I'd like every line from the material below that has "tissue" in it.
☆ ☆ ☆ ☆
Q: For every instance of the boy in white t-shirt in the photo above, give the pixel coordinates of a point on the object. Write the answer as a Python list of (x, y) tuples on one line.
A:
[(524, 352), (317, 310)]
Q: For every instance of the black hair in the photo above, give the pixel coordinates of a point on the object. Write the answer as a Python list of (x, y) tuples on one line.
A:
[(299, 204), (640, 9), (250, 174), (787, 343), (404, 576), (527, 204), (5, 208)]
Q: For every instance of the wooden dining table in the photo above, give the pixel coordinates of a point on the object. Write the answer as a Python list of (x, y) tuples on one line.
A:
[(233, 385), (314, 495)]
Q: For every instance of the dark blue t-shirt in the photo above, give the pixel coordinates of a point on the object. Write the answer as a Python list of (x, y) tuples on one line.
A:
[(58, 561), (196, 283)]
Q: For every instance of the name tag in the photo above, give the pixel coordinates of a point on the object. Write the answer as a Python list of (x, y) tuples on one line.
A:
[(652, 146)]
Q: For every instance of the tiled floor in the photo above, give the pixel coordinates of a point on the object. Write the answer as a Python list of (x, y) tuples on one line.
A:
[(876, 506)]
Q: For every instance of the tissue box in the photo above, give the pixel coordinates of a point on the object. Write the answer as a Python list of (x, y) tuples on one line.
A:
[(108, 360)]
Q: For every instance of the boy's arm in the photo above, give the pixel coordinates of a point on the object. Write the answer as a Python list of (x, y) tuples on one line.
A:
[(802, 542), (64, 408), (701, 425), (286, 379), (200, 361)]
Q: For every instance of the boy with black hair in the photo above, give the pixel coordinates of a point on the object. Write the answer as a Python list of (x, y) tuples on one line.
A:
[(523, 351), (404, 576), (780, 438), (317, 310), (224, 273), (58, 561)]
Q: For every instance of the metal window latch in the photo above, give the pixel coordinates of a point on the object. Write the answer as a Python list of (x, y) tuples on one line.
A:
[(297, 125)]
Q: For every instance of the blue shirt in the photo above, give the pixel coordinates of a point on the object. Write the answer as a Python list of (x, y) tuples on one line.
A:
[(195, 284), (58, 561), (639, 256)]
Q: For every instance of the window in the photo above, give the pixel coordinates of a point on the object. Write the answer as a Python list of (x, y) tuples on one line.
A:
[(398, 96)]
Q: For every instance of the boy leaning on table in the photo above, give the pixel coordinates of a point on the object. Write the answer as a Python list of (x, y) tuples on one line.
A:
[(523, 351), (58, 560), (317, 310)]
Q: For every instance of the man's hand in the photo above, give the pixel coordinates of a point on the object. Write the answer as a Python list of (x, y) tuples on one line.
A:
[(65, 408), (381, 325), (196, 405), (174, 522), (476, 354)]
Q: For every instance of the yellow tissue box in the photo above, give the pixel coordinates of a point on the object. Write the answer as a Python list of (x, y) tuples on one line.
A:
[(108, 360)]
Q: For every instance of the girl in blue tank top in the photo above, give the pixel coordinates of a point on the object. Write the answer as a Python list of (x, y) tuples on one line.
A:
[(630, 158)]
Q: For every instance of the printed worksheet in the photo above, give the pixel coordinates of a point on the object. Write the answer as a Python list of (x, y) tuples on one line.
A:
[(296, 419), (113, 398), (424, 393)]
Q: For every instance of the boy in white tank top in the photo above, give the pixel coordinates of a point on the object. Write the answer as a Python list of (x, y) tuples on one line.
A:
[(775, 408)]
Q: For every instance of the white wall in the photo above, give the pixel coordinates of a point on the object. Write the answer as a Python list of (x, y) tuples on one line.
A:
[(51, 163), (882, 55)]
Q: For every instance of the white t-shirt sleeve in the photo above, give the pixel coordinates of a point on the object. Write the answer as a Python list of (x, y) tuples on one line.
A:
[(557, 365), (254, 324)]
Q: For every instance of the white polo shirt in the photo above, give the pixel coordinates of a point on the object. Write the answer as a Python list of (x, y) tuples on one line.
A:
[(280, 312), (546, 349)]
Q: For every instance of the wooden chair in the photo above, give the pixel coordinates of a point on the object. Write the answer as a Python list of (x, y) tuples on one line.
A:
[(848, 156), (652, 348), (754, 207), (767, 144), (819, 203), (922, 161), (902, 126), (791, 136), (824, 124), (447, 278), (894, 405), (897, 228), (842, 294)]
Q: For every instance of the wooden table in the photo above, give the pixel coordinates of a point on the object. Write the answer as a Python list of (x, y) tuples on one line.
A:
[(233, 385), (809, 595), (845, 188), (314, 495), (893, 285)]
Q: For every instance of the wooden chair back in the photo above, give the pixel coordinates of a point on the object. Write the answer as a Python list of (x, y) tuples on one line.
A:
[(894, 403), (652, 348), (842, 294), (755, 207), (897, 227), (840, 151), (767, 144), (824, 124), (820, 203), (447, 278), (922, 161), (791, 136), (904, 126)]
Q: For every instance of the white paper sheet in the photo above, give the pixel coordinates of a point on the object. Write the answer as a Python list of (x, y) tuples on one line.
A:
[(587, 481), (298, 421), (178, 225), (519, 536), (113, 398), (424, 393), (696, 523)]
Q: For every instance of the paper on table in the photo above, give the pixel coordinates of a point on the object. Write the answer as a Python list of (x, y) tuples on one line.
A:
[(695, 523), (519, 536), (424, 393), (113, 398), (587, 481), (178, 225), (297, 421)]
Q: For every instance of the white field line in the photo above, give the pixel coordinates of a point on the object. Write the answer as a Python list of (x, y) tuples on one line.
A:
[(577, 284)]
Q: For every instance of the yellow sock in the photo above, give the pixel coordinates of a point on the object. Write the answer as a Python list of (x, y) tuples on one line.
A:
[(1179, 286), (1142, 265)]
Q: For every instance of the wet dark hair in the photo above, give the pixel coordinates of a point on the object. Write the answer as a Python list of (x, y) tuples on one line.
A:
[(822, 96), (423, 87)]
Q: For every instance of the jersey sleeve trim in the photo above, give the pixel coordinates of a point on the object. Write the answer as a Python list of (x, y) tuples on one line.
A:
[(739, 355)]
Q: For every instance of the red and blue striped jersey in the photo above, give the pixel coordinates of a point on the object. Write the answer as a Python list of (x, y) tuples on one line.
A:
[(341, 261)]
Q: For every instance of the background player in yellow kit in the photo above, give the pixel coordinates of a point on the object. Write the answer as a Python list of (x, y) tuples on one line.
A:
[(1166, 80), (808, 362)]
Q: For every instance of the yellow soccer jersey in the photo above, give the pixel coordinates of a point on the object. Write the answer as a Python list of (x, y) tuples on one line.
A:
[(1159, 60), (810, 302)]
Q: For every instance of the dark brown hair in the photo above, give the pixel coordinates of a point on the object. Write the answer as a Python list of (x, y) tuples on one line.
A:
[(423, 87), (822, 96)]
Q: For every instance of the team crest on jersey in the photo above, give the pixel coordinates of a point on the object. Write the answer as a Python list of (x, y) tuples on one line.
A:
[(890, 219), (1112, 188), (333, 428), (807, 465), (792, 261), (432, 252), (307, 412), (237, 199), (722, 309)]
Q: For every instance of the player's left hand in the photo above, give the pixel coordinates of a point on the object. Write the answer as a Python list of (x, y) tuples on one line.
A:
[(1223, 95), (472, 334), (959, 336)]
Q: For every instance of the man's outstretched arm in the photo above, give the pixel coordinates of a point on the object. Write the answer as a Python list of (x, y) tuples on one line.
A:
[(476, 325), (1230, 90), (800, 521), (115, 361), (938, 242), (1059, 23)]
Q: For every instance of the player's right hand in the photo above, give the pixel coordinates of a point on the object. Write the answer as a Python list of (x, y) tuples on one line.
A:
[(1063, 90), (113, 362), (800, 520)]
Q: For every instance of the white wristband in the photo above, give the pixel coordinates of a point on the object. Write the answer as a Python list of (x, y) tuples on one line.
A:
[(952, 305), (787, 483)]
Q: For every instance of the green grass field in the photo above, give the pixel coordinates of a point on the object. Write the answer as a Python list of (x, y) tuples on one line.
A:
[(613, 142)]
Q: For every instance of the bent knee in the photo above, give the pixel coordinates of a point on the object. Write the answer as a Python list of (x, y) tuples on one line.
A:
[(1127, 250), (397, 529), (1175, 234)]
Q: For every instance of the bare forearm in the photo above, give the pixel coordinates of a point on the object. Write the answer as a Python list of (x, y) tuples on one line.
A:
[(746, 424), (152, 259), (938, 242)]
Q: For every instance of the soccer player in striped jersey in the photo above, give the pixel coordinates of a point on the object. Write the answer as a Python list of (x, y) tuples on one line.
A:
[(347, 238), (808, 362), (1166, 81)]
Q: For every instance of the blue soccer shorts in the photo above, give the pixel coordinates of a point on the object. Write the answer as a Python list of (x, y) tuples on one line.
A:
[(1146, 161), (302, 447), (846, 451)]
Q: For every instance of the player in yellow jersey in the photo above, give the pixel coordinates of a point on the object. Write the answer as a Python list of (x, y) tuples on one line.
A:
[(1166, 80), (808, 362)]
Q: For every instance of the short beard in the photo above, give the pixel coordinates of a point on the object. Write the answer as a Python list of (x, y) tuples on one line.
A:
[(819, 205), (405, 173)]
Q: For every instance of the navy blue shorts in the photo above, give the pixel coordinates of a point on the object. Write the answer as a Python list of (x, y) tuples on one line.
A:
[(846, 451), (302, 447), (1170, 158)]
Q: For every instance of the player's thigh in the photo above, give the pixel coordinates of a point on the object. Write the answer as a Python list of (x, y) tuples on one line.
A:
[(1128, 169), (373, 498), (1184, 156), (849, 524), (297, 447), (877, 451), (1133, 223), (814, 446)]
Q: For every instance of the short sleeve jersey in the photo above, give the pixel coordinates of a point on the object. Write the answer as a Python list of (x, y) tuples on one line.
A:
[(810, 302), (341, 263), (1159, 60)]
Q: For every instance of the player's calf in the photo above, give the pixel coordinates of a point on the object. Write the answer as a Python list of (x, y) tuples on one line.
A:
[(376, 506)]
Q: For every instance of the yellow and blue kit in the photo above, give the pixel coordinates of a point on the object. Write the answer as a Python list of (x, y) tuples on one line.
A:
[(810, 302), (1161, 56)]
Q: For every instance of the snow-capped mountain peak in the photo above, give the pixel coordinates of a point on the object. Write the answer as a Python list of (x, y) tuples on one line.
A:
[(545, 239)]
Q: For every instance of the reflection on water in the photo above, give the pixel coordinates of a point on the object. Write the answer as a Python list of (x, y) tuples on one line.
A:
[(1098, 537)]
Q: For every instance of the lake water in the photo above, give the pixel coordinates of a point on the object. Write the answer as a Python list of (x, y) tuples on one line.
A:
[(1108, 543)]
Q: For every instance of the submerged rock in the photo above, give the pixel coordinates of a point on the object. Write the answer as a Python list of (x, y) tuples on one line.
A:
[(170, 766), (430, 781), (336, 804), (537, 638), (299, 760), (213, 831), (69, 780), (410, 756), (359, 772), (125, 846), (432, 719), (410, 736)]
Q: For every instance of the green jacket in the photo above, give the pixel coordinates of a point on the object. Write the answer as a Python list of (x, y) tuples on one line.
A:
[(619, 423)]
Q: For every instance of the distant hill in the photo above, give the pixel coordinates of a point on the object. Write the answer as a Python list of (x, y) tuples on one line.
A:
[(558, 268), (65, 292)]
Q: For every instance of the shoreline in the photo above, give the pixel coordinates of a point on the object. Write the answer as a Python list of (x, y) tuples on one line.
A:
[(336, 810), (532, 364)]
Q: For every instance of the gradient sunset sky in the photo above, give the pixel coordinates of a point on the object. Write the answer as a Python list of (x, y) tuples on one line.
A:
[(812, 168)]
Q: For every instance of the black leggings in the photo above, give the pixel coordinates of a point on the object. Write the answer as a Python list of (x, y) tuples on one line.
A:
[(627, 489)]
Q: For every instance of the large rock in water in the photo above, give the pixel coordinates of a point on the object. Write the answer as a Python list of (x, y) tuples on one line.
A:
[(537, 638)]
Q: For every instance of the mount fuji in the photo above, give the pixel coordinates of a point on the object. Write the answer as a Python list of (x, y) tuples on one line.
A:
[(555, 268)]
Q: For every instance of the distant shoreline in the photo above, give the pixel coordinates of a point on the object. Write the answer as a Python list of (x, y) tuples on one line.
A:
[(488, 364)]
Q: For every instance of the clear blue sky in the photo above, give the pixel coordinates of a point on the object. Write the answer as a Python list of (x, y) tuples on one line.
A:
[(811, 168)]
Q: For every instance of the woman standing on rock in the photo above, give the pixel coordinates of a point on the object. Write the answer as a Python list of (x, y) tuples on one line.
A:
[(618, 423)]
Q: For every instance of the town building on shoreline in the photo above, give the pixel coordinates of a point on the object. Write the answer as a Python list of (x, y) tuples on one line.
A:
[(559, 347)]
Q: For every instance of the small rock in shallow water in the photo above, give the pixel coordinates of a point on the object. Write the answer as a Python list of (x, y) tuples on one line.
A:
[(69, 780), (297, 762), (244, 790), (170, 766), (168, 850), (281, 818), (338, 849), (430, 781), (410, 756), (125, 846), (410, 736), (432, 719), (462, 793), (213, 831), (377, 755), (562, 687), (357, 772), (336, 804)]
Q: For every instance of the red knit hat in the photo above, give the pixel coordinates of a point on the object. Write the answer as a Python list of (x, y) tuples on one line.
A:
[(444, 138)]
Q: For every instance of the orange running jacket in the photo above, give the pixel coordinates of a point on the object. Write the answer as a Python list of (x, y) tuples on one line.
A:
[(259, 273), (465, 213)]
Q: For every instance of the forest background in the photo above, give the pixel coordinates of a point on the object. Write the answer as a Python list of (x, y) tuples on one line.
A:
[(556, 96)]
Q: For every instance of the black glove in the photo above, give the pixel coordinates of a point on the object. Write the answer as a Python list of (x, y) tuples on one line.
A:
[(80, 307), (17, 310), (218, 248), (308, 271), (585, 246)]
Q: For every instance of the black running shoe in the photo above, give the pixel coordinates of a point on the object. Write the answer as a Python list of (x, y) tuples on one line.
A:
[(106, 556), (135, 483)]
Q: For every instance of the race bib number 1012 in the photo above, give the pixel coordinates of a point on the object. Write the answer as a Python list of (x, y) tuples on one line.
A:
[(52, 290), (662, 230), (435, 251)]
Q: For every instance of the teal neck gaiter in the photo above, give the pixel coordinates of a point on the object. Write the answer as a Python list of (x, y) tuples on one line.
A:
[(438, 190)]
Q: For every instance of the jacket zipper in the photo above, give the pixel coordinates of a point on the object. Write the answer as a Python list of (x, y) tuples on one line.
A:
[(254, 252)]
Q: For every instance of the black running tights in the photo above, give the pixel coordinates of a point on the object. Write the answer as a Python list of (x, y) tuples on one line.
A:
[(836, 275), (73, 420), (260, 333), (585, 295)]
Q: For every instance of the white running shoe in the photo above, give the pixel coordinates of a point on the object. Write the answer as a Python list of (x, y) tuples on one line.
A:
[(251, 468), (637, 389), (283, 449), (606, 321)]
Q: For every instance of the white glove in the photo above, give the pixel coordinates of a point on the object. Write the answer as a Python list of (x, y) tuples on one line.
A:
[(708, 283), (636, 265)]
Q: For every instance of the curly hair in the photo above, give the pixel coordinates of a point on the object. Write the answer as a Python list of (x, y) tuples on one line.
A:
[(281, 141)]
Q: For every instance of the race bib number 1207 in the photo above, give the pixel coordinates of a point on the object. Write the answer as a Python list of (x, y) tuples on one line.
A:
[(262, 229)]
☆ ☆ ☆ ☆
▸ **Exercise output**
Q: For every instance of the tissue box in the photo above, give the pixel coordinates of a point on the object. Write the answer as a Python list of (x, y) tuples on one line.
Q: For every instance of the yellow tissue box in the photo above, give the pixel coordinates of a point on the object. Write the answer as a Python list of (x, y) tuples on one line.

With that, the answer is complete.